■ **Written request**
Return the following lines unchanged, each one word for word and in the same order.
◇ ◇ ◇ ◇ ◇
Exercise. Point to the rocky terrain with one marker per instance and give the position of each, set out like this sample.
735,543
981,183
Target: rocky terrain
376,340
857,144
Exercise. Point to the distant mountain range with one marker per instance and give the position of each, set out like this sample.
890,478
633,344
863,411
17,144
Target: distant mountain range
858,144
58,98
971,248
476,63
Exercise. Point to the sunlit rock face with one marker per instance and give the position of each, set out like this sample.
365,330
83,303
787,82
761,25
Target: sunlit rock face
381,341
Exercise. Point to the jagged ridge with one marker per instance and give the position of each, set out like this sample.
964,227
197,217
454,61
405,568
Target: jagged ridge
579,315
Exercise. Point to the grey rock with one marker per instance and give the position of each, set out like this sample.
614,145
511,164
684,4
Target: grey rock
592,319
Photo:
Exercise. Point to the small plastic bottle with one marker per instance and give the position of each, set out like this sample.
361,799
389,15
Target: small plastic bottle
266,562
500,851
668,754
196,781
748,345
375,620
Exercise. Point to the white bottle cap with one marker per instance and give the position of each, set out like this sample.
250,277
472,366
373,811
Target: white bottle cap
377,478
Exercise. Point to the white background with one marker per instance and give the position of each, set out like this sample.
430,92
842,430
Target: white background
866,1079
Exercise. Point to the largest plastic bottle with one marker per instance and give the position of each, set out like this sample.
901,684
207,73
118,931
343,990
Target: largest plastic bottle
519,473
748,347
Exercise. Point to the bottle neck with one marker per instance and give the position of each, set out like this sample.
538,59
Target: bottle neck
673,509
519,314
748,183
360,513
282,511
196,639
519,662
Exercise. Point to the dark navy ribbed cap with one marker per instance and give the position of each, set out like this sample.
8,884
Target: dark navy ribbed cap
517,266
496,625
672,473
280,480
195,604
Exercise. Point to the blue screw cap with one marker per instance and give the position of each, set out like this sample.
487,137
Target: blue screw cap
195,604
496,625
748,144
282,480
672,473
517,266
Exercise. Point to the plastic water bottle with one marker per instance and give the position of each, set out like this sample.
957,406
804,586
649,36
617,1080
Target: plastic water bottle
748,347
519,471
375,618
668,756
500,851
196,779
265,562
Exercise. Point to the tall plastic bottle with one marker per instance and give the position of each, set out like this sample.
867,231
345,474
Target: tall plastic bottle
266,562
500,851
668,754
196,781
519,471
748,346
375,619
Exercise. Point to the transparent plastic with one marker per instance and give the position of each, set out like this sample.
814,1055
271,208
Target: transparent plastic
◇ ◇ ◇ ◇ ◇
■ **Correct output**
Exercise. Point to the rocky terrain with one marker per instance and give the position of each, set out like this sample.
735,543
981,183
Target: rocky terrain
376,340
857,144
Exercise. Point to the distant mountain range with one marker per instance and give the position of each, set out like this sample.
890,478
633,344
863,411
17,144
Target: distant mountain range
858,144
58,98
971,248
476,63
Exercise. Point to the sunlit rock face with one marker per instance and give the position of each, set out like this sample.
365,330
83,303
787,82
761,25
Target: sunlit rock face
381,341
Exercise. Point to the jagged ridge with one marker per instance and give the position of each, set out like this sample.
964,227
197,217
454,61
405,568
Target: jagged ridge
579,315
Exercise. Point to the grey rock with one marker per instance and give the position of each, set out like this sample.
614,145
511,164
684,4
Target: grey rock
592,319
Photo:
Exercise. Point to the small plastic bottle with one marker per instance and give the position of each, set out like this sample.
361,799
389,15
Target: small plastic bottle
266,562
500,851
668,754
196,781
748,345
375,620
Exercise. Point to the white bottle cap with one marker per instance and give the position of each, set out like this sample.
250,277
472,366
373,811
Target: white bottle cap
377,478
Exercise. Point to the white background with one marker per instance and give the position of each, set out like this sample.
430,92
842,430
Target: white background
866,1079
Exercise. Point to the largest plastic bottle with one marker per instance and give the position of each, set out like this sample.
901,684
207,73
118,931
343,990
Target: largest plastic bottle
519,473
748,347
Exercise. Point to the bottle neck with one marker per instance and give the position of each, set out like this sample.
538,59
Target: bottle neck
673,509
519,314
748,183
360,513
282,511
196,639
519,662
Exercise. Point to the dark navy ribbed cap with one marker per instance and give the position of each, set out like this sample.
8,884
Target: dark navy ribbed cap
517,266
496,625
672,473
280,480
195,604
Exercise. Point to the blue screw cap with one marker per instance and give the position of each, set out like this sample.
487,137
Target: blue screw cap
195,604
496,625
748,144
282,480
672,473
517,266
Exercise. Point to the plastic water bottle with one marker per instance and give the position of each, set out like this sample.
957,406
804,586
649,36
617,1080
Target: plastic water bottle
748,347
519,471
375,618
668,756
500,851
196,779
265,562
Exercise. Point to the tall plastic bottle with one marker per instance and give the position of each, set out like this sample.
867,231
345,474
Target: tall plastic bottle
266,562
500,851
668,754
196,781
519,471
748,346
375,619
Exercise. Point to the transparent plastic with one marker per instance and give the position of each, set out like this sample.
814,1055
271,208
Target: transparent plastic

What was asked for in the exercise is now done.